• SHORT TASK: Please print the full listing exactly.

• DATA FOR THIS TASK:
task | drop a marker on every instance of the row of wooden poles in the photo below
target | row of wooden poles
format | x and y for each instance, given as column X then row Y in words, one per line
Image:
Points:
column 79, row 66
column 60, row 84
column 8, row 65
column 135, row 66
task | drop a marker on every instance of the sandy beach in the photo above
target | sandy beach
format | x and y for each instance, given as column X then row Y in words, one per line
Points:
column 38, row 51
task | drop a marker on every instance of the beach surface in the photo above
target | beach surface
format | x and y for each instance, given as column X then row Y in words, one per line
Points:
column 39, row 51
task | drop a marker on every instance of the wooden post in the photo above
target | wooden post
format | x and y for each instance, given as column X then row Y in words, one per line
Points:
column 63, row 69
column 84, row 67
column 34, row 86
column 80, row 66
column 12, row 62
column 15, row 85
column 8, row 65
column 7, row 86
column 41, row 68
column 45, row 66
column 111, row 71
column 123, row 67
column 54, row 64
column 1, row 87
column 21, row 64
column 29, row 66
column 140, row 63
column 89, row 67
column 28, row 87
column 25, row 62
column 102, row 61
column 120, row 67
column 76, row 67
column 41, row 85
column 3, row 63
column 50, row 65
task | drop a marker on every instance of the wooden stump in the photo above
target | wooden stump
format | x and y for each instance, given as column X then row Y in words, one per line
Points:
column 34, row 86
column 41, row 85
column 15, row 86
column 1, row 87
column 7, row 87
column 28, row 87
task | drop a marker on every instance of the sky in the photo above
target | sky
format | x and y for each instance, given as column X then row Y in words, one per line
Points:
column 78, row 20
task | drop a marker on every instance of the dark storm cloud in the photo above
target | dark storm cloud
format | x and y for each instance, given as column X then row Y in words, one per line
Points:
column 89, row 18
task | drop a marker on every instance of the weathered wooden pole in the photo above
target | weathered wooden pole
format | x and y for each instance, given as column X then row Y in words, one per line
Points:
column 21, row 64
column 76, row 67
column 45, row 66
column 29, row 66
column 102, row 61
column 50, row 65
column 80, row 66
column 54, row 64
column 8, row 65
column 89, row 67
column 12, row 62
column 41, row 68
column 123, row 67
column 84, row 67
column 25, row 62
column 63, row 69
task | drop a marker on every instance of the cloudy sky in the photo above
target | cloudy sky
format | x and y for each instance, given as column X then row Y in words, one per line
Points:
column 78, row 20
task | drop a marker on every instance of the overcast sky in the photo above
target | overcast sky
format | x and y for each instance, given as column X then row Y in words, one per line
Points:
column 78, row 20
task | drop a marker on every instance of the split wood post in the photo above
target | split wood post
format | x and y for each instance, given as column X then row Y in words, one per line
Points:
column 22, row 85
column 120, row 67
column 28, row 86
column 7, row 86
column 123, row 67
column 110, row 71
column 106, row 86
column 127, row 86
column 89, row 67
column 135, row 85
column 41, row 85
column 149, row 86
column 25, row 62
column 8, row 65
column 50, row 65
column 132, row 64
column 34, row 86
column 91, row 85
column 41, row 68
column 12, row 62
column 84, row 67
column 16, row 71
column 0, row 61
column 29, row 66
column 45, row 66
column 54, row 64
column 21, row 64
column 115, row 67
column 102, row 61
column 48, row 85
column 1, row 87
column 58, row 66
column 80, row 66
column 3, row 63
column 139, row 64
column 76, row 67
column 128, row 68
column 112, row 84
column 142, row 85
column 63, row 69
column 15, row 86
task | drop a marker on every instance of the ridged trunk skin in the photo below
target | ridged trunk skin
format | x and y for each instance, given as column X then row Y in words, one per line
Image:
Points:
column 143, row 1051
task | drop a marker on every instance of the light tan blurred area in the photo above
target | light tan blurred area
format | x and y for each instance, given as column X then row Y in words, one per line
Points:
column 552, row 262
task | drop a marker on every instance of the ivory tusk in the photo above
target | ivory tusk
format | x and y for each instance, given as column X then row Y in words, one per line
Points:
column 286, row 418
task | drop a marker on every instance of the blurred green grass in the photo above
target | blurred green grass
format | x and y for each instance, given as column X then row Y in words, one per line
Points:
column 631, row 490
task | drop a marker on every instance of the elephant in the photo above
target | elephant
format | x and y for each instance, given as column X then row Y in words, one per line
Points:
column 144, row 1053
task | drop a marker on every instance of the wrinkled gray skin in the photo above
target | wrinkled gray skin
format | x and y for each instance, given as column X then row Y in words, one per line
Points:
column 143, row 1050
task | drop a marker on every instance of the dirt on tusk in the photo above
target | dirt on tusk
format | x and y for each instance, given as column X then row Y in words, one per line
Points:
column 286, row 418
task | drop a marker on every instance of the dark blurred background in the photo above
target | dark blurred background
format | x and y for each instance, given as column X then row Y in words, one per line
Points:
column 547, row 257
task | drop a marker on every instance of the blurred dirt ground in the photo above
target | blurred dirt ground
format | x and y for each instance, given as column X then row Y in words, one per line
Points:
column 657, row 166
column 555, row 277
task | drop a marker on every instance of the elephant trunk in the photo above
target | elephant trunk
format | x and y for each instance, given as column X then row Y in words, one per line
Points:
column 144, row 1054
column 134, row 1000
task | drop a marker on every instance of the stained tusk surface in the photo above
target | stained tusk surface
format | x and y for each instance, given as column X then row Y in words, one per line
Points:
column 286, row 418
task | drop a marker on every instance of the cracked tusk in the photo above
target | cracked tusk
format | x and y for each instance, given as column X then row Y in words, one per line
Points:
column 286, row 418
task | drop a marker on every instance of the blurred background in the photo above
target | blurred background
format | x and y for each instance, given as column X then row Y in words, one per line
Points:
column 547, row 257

• SOLVED PROBLEM:
task | drop a marker on every instance of the row of wooden poles in the photo below
target | row of wooden poles
format | x and y for each instance, given as column X then row Y in words, one per line
Image:
Points:
column 79, row 66
column 60, row 84
column 8, row 65
column 135, row 66
task | drop a marker on every instance of the sandy beach in the photo above
target | sandy beach
format | x and y for each instance, given as column X then row Y in words, one per line
Points:
column 38, row 51
task | drop a marker on every instance of the beach surface in the photo above
target | beach surface
format | x and y for each instance, given as column X then row Y in words, one per line
Points:
column 39, row 51
task | drop a marker on every instance of the wooden post in the photo above
target | wooden post
format | x and y for each instance, given as column X then row Y in words, one per line
Points:
column 63, row 69
column 84, row 67
column 34, row 86
column 80, row 66
column 12, row 62
column 15, row 85
column 8, row 65
column 7, row 86
column 41, row 68
column 45, row 66
column 111, row 71
column 123, row 67
column 54, row 64
column 1, row 87
column 21, row 64
column 29, row 66
column 140, row 63
column 89, row 67
column 28, row 87
column 25, row 62
column 102, row 61
column 120, row 67
column 76, row 67
column 41, row 85
column 3, row 63
column 50, row 65
task | drop a marker on every instance of the wooden stump in the photo above
target | wooden stump
format | x and y for each instance, given as column X then row Y in words, one per line
Points:
column 34, row 86
column 41, row 85
column 15, row 86
column 1, row 87
column 7, row 87
column 28, row 87
task | drop a marker on every instance of the sky in the photo above
target | sky
format | x and y for each instance, given as column X then row Y in words, one per line
Points:
column 78, row 20
task | drop a marker on every instance of the dark storm cloud in the photo above
target | dark storm cloud
format | x and y for each instance, given as column X then row Y in words, one per line
Points:
column 89, row 18
task | drop a marker on every instance of the weathered wooden pole in the photo above
target | weathered wooden pole
format | x and y for each instance, given as column X then row Y in words, one per line
Points:
column 21, row 64
column 76, row 67
column 45, row 66
column 29, row 66
column 102, row 61
column 50, row 65
column 80, row 66
column 54, row 64
column 8, row 65
column 89, row 67
column 12, row 62
column 41, row 68
column 123, row 67
column 84, row 67
column 25, row 62
column 63, row 69
task | drop a marker on every instance of the cloudy sky in the photo above
target | cloudy sky
format | x and y for each instance, given as column X then row Y in words, one per line
Points:
column 78, row 20
task | drop a marker on every instance of the overcast sky in the photo above
target | overcast sky
format | x and y for each instance, given as column X then row Y in words, one per line
Points:
column 78, row 20
task | drop a marker on every instance of the split wood post in the photo above
target | split wood post
format | x and y for each instance, given as column X then row Y in words, one per line
Points:
column 22, row 85
column 120, row 67
column 28, row 86
column 7, row 86
column 123, row 67
column 110, row 71
column 106, row 86
column 127, row 86
column 89, row 67
column 135, row 85
column 41, row 85
column 149, row 86
column 25, row 62
column 8, row 65
column 50, row 65
column 132, row 64
column 34, row 86
column 91, row 85
column 41, row 68
column 12, row 62
column 84, row 67
column 16, row 71
column 0, row 61
column 29, row 66
column 45, row 66
column 54, row 64
column 21, row 64
column 115, row 67
column 102, row 61
column 48, row 85
column 1, row 87
column 58, row 66
column 80, row 66
column 3, row 63
column 139, row 64
column 76, row 67
column 128, row 68
column 112, row 84
column 142, row 85
column 63, row 69
column 15, row 86
task | drop a marker on every instance of the ridged trunk skin in the photo below
target | ridged trunk skin
format | x and y for each instance, given as column X then row Y in words, one per line
Image:
Points:
column 143, row 1051
task | drop a marker on every instance of the light tan blurred area in the photo above
target | light tan blurred area
format | x and y for each instance, given as column X then row Y in words, one per line
Points:
column 552, row 262
task | drop a marker on every instance of the ivory tusk in the photo above
target | ivory tusk
format | x and y for each instance, given as column X then row Y in words, one per line
Points:
column 286, row 418
task | drop a marker on every instance of the blurred green grass in the photo above
target | blurred green grass
format | x and y for each instance, given as column X then row Y in words, one per line
Points:
column 631, row 490
task | drop a marker on every instance of the elephant in the photo above
target | elephant
format | x and y for each instance, given as column X then row Y in words, one per line
Points:
column 144, row 1053
task | drop a marker on every instance of the wrinkled gray skin in the photo above
target | wrinkled gray skin
format | x and y for each instance, given as column X then row Y in words, one per line
Points:
column 143, row 1050
task | drop a marker on every instance of the dirt on tusk in the photo above
target | dirt on tusk
format | x and y for each instance, given as column X then row Y in words, one per line
Points:
column 286, row 418
task | drop a marker on every instance of the dark blurred background in the photo above
target | dark blurred background
format | x and y for each instance, given as column X then row Y in words, one per line
Points:
column 547, row 257
task | drop a marker on every instance of the blurred dirt ground in the photo above
target | blurred dirt ground
format | x and y for each instance, given as column X then row Y in words, one per line
Points:
column 657, row 166
column 555, row 277
task | drop a marker on every instance of the elephant trunk in the photo above
target | elephant trunk
format | x and y for each instance, given as column X then row Y in words, one per line
Points:
column 144, row 1054
column 134, row 1000
task | drop a marker on every instance of the stained tusk surface in the photo above
target | stained tusk surface
format | x and y for each instance, given as column X then row Y in words, one per line
Points:
column 286, row 418
task | drop a marker on every instance of the cracked tusk in the photo above
target | cracked tusk
format | x and y for each instance, given as column X then row Y in words, one per line
Points:
column 286, row 418
task | drop a marker on every instance of the blurred background in the photo above
target | blurred background
format | x and y for each instance, given as column X then row Y in words, one per line
Points:
column 547, row 257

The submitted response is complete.